- **What you have to do**: Images don't belong in the copy. Output the rest of the data exactly.

--- Dataset content Enclosed Below ---

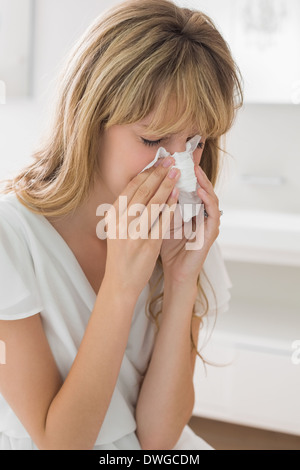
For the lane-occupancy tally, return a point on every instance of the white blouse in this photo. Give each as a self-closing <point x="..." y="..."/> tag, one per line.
<point x="40" y="274"/>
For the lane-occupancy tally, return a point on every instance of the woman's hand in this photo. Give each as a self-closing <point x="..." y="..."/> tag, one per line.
<point x="135" y="226"/>
<point x="180" y="262"/>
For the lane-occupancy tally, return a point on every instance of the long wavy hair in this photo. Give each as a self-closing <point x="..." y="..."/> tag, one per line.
<point x="131" y="61"/>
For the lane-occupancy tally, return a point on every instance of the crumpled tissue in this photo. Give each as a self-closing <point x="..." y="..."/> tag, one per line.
<point x="188" y="199"/>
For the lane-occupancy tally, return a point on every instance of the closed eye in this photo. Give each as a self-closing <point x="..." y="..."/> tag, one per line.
<point x="151" y="143"/>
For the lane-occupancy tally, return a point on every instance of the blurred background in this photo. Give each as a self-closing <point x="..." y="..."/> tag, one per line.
<point x="253" y="400"/>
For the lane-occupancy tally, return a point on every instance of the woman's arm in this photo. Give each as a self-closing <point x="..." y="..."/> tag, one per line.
<point x="66" y="415"/>
<point x="166" y="397"/>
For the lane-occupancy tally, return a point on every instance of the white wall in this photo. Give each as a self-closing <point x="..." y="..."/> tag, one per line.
<point x="265" y="140"/>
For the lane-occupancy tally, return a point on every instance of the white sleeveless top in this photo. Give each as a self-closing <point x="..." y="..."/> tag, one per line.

--- End of Enclosed Dataset content ---

- **Worked solution**:
For the lane-occupancy tally, return a point on every instance of the white blouse in this photo. Give each as a self-closing <point x="..." y="..."/> tag, one per line.
<point x="40" y="274"/>
For the lane-occupancy tally, return a point on every instance of the woman's hand in this photo. Give each as a self-closing <point x="..." y="..."/> tag, one per line.
<point x="135" y="226"/>
<point x="180" y="262"/>
For the lane-occupancy tally, return a point on every instance of the long wavy hair in this photo. Give each as a self-closing <point x="..." y="..."/> tag, one per line.
<point x="131" y="61"/>
For the lane-occupancy tally, return a point on every instance of the crumpled tissue in this photo. Give each as a self-closing <point x="..." y="..."/> tag, one per line.
<point x="188" y="199"/>
For the lane-occupancy tally, return a point on every instance of the closed eye in this photo. Give each as a self-closing <point x="..." y="..."/> tag, one per line.
<point x="151" y="143"/>
For the lane-occupancy tally, return a point on every instance of the blurred background in this photo. Give each as a self-closing <point x="..." y="..."/> tag, one per line.
<point x="253" y="400"/>
For the lane-occupancy tally, return a point on every instance of the woman's arm in this photo. Give each as a self-closing <point x="..." y="..."/> tag, one per line.
<point x="66" y="415"/>
<point x="166" y="397"/>
For the lane-occupancy tally, return a point on every instance of the white wall in this photo. Give each as a self-closing <point x="..." y="..."/> tag, one per line.
<point x="265" y="140"/>
For the lane-occupancy tally, return a point on every instance of the white sleeveless top in this photo. Give each as a self-closing <point x="..." y="..."/> tag, one per line.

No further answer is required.